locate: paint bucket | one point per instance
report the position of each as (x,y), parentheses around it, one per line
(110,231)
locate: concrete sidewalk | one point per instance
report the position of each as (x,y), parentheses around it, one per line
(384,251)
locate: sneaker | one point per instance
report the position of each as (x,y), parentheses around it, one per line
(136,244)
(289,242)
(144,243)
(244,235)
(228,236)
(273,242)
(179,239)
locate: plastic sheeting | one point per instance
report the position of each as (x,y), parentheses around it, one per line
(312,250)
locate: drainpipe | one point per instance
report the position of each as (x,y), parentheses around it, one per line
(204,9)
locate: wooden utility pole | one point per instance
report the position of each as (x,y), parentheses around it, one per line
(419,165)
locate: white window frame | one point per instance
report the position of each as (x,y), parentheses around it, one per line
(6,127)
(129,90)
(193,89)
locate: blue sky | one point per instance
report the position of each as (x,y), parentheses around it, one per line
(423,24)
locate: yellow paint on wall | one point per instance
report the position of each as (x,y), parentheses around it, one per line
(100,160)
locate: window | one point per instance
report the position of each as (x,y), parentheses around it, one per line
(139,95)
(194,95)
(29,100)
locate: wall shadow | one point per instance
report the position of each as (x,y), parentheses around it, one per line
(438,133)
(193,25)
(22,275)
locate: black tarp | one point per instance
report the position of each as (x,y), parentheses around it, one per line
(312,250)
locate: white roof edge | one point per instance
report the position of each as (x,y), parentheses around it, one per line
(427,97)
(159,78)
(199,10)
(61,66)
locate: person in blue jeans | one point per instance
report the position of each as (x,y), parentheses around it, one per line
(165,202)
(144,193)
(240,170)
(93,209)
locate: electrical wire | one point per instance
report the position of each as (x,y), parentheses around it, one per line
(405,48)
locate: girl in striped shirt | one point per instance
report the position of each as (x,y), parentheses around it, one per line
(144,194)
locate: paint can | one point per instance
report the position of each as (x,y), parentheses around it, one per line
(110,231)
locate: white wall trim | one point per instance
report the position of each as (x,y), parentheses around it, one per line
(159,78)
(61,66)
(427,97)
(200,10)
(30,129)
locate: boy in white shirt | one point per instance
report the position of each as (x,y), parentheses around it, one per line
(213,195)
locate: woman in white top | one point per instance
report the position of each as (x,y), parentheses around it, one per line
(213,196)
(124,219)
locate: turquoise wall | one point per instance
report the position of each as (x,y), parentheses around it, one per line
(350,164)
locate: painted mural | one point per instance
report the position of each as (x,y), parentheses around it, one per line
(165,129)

Instructions to follow:
Take the first line of the material above as the start and the line that contains "locate: paint can | one point per instance" as the end. Output only that span, every line exactly as it stands.

Expected output:
locate: paint bucket | one point per instance
report the position of each as (x,y), parentheses around it, one per line
(110,231)
locate: concrete sidewalk | one point per instance
report the position of each as (x,y), parentheses around it, one per line
(384,251)
locate: sneaker | one point per instance
report the position of each as (x,y), parentheses around it, one per line
(136,244)
(289,242)
(144,243)
(244,235)
(228,236)
(273,242)
(179,239)
locate: plastic sheeting | one point per instance
report the position of each as (x,y), parentheses around it, one per line
(312,250)
locate: drainpipe | one point per instance
report the position of each as (x,y), parentheses around it, one per line
(204,9)
locate: wooden utility pole | one point per instance
report the position of each as (x,y), parentheses around it, one per line
(419,165)
locate: white window frame | one point per instance
report the position of each as (x,y), parentheses around it, one per line
(6,127)
(129,90)
(193,89)
locate: blue sky | one point per instance
report the position of each as (x,y), parentheses around it, one per line
(423,24)
locate: yellow paint on wall | one point per instance
report the position of each as (x,y), parentheses around it, one per line
(100,160)
locate: window | one point per instance
report the position of each as (x,y), parentheses around it, one per line
(139,95)
(194,95)
(29,100)
locate: wall shadow | one point per instance
report the position of each as (x,y), parentheses around it, one per line
(438,133)
(193,25)
(22,275)
locate: black tarp | one point per instance
report the position of each as (x,y), parentheses around it, one per line
(312,250)
locate: white roof edge | one point per instance
report the position of each as (x,y), parentheses around it, one per line
(427,97)
(159,78)
(199,10)
(61,66)
locate: person in blue jeans | one point per instance
report the position of each as (x,y), parentheses around it, one per line
(165,202)
(144,193)
(240,170)
(93,209)
locate: electrical wire | one point per instance
report the position of each as (x,y), parentheses around it, one per line
(405,48)
locate: girl in striped shirt | one point per instance
report the position of each as (x,y), parentheses around it, one per line
(144,194)
locate: paint can | one point per instance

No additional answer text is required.